Laminating organic photovoltaics onto curved surfaces

Heat-shrinkable technology developed by an all-RIKEN team could allow solar cells and touch sensors to be attached to objects whose shapes make them challenging to laminate¹.

Recent studies have indicated that curved solar-cell panels capture sunlight more efficiently than flat ones on cloudy days. One way to produce curved electronics is with rubber-like substrates, but solar cells on such substrates usually have much lower performance. In contrast, solar cells fabricated on flexible sheets have high efficiency, but can be difficult to attach to curved surfaces —a fact that anyone who has tried to gift wrap a soccer ball can attest to.

Researchers led by Takao Someya of the RIKEN Center for Emergent Matter Science realized that this problem could be overcome using heat-shrinking films, which are commonly used to encapsulate products such as over-the-counter medications. While most electronics are too rigid or fragile to be attached to shrink film, the team specializes in producing ultrathin devices with unique properties.

------------------------------------

**WHAT YOU ARE ASKED TO DO**
In the text on laminating organic photovoltaics onto curved surfaces, what products are heat-shrinking films commonly used to encapsulate?

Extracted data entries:
------------------------------------

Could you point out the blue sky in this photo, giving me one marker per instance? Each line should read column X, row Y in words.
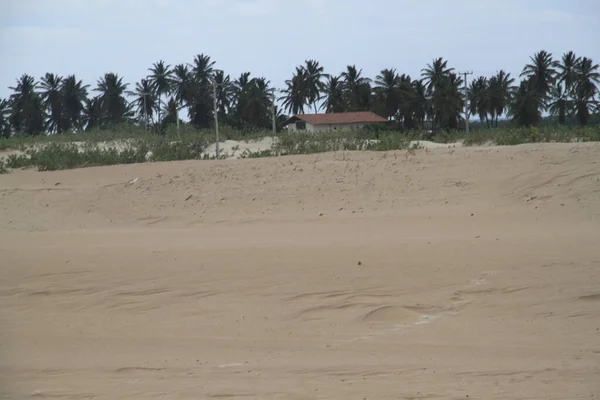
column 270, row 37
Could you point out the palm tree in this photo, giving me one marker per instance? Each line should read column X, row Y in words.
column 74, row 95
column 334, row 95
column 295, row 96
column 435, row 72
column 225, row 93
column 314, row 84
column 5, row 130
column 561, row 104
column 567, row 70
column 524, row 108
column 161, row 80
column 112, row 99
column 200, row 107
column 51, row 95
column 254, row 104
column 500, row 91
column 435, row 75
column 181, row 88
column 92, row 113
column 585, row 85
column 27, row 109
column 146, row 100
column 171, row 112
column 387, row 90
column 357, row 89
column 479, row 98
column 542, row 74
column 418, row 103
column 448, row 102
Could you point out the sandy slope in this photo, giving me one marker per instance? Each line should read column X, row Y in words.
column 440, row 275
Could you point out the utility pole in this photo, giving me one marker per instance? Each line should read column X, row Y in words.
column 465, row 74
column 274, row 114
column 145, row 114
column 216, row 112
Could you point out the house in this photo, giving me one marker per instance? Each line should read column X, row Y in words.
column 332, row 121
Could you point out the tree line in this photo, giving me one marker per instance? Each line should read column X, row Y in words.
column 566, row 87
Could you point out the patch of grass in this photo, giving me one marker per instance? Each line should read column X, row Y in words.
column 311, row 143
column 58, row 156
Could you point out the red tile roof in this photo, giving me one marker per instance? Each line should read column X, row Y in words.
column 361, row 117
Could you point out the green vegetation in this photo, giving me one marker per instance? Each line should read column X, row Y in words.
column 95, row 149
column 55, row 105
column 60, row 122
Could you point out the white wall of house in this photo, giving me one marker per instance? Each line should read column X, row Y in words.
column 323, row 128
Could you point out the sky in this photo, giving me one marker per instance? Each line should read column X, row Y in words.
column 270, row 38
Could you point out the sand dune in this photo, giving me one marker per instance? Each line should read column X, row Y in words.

------------------------------------

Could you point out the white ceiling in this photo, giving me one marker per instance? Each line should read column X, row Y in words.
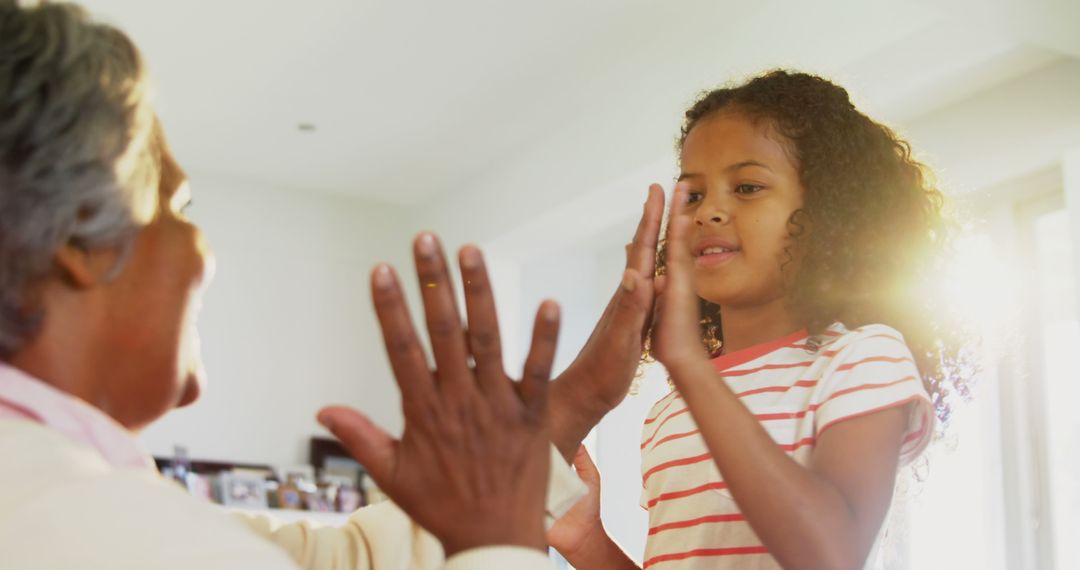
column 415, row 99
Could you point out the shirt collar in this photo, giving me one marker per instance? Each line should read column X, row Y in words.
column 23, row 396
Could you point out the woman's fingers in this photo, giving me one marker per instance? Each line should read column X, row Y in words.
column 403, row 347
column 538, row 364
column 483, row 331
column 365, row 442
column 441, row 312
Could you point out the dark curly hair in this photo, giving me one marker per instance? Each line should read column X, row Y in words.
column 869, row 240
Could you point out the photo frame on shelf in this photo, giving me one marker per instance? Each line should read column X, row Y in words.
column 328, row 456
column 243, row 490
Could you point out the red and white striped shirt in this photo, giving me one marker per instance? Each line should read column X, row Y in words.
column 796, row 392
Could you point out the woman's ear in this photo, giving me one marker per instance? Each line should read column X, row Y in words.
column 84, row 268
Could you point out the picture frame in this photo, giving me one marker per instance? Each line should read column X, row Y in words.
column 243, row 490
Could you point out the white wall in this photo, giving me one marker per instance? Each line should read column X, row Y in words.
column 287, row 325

------------------------------------

**ANSWER SPACE**
Products such as over-the-counter medications.